*** Record extracts
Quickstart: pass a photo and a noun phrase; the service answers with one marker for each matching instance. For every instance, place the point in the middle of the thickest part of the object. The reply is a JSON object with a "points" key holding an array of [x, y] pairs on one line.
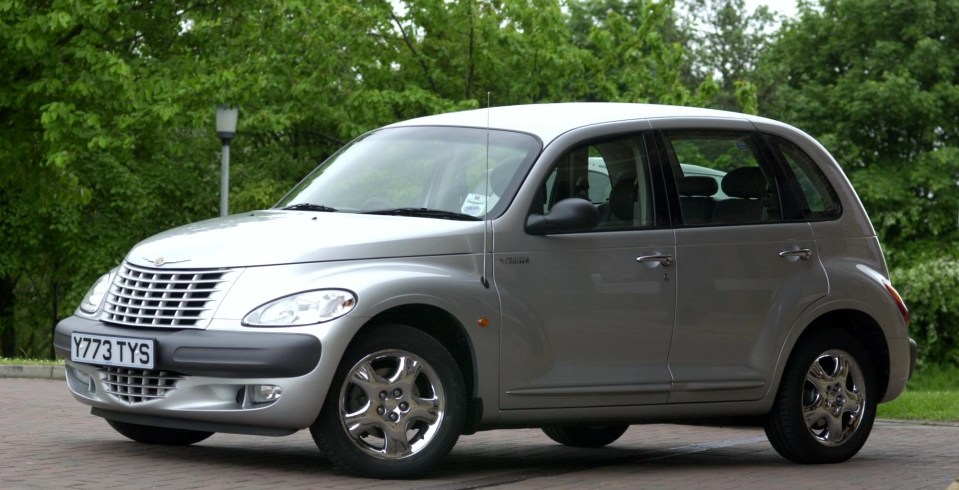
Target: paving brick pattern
{"points": [[48, 440]]}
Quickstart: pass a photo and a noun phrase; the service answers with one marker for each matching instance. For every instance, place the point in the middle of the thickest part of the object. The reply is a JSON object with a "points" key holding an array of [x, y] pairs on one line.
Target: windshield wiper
{"points": [[425, 213], [305, 206]]}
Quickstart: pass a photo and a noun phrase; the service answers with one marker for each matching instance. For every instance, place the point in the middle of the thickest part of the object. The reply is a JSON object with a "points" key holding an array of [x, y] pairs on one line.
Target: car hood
{"points": [[285, 237]]}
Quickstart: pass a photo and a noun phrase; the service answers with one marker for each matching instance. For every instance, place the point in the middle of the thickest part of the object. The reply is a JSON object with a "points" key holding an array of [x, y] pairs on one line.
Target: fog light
{"points": [[266, 393]]}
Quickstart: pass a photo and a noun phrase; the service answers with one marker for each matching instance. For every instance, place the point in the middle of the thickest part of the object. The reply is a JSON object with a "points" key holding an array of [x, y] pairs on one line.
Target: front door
{"points": [[588, 316]]}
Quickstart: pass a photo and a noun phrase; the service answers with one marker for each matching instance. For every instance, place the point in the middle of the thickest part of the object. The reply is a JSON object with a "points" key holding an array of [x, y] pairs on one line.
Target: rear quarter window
{"points": [[810, 189]]}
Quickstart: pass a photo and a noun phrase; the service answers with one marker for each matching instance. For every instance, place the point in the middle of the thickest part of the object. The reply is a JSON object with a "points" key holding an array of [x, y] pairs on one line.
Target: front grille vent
{"points": [[141, 297], [136, 385]]}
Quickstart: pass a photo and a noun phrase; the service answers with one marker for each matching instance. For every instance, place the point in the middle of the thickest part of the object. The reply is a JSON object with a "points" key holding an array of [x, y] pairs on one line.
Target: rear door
{"points": [[746, 263]]}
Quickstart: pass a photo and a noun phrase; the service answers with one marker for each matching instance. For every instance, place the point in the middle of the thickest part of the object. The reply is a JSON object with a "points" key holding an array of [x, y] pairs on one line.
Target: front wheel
{"points": [[158, 435], [396, 406], [826, 402], [586, 436]]}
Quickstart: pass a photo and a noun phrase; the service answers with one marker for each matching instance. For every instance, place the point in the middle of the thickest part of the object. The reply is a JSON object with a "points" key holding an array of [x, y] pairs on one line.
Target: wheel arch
{"points": [[448, 331], [860, 326]]}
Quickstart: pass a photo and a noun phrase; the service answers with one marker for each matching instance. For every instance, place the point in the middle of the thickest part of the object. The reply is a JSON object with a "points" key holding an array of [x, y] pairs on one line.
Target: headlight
{"points": [[94, 298], [304, 308]]}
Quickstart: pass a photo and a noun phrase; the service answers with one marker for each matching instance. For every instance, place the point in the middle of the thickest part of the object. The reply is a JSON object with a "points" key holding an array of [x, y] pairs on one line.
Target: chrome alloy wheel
{"points": [[392, 404], [834, 397]]}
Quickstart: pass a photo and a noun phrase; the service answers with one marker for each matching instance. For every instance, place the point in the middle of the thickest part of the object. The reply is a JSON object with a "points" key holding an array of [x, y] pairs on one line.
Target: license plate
{"points": [[112, 351]]}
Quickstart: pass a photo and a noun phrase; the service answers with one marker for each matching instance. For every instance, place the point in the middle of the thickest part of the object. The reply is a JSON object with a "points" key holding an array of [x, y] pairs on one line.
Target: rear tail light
{"points": [[903, 310]]}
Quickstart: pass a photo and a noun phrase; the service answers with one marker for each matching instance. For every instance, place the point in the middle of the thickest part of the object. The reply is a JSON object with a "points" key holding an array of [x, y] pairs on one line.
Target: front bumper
{"points": [[204, 377], [210, 353]]}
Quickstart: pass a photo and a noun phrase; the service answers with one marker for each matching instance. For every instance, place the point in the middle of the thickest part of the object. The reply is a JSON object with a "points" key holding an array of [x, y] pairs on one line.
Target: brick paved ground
{"points": [[47, 440]]}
******
Task —
Leave the pictures out and reproduce all of the records exactly.

The completed task —
Quickstart: pass a photo and a noun phrase; the service answers with one marker for each matching instance. For every instance, place the point in the middle of the thickest part of the object. The reply is a JSON object with a "points" key holding an array of [x, y] pairs on one line.
Target: paving brick pattern
{"points": [[48, 440]]}
Quickstart: pass a photo and a noun phrase; the service answers with one marker for each matching instance. For every instance, place the point in the middle of the thickest part of the object. The reply is a JSON object with a "points" key holding an array of [x, y] pairs on one line.
Target: windshield wiper
{"points": [[425, 213], [305, 206]]}
Quickstart: pass a photo and a noun phrase; the service answers with one marker for each matching instance. For every instance, place the point in the middle of the thickest part of the object. The reply is a JSON object with a "points" key holding an array of [x, y] pairs on one line.
Target: car hood
{"points": [[285, 237]]}
Quickstart: pass a photo and a noun phrase; the service answers with one marker for each matching instance. For every instance, place the point in the middle of the thickest part of the object. The reply is a JSON object with a "points" key holding an array of [x, y] pairs on one line.
Target: fog light
{"points": [[266, 393]]}
Quickstart: pass a photo and a noun phrase; the service answers with one marker for each matching instance. For every instance, place the point in the middle of the thickest part of the object. The reply is a JSON object with a "points" key holding an array of [x, y] pairs on one line.
Target: front door
{"points": [[588, 316]]}
Quickstart: pass a photo and a noun phrase; the service answers with one marker for each matching instance. For every instance, place the point in the middle of the thickest part of the object. The reply is a JSON object with a "points" key holding an array of [x, y] pairs on one line.
Target: rear quarter window
{"points": [[810, 189]]}
Quickstart: pass a photo and a noun phrase; the service answers with one marker for each matching instance. For every instance, place the point in the middle of the thickest part of the object. The reply is a JSON object with a "points" key holding an array of [x, y] pairs on one line.
Target: front grille vent
{"points": [[141, 297], [136, 385]]}
Quickstart: pass a photo and a noun phrase; the service answers with one marker for each matching instance. For every instance, place the point in the middle of the thickest part of the object. The reply is a JSON object with a "points" key holding an array of [x, y] pairs on one line.
Target: rear door
{"points": [[746, 263]]}
Quickstart: pass a photo and a noun phrase; the service answers with one marker for each matching instance. For every instance, place the point in the middle of the thickest part of the object. The reply is a JSON object with a "points" key holding an array of [x, y] pairs on one line.
Target: front wheel
{"points": [[158, 435], [396, 406], [826, 402], [586, 436]]}
Quickstart: pass a photo and a noun phrase; the service answers with one marker for each matching instance. For every instance, place the point in the middle of the thickest part of the object. The reply is a JSON object with a "points" key holding an array of [x, y] pairs on one line.
Target: wheel arch
{"points": [[448, 331], [860, 326]]}
Quickstart: pass a photo and a noun phrase; the service answers with one marker for each matching instance. For every instance, place the point in the middle of the thickest part of the object. The reply is a JSON object with a "points" key holding an array of [x, y] pairs on one line.
Target: headlight
{"points": [[94, 298], [304, 308]]}
Quickstart: pass a photo and a noun phrase; the service answers with one marker for each matching instance. For every instance, place the point in the middle of the thickest part of the object. The reply is a JSON object with a "points" key holding an array of [x, y] pairs on one line.
Target: chrome alloy wheel
{"points": [[392, 404], [834, 397]]}
Quickstart: pass a photo and a noun phrase; the service answers with one marker for each matching instance. For every instance, place the point in the middle of the thickest part of the object. The reply is a JSON object with a "points" key holding an array of [x, y] pairs on one line.
Target: license plate
{"points": [[112, 351]]}
Quickstart: pass a photo and a noun phrase; the service answers with one marker for each matching instance. For every instance, place the point in the middle of the thickest part of the object. The reply is a JSON object with a "points" key holding an array of [x, y] pairs on one line.
Target: rear tail light
{"points": [[903, 310]]}
Quickstart: pass a photo and a noun phrase; the service answers with one marker for each matching instance. For every instance, place the point in the middle of the thickest part of the object. The reply is a JSON object with a "points" key holding an array of [x, y] pairs on one line.
Target: front bumper
{"points": [[204, 377], [210, 353]]}
Quickstart: pass a photo and a noun phrase; the service answers with one marker for each matching instance. For every instance, place the point in the middle of the thickest part of the object. The reply is a JSON object with a "points" key holding an array of [x, y] pairs on one line.
Target: brick paved ground
{"points": [[47, 440]]}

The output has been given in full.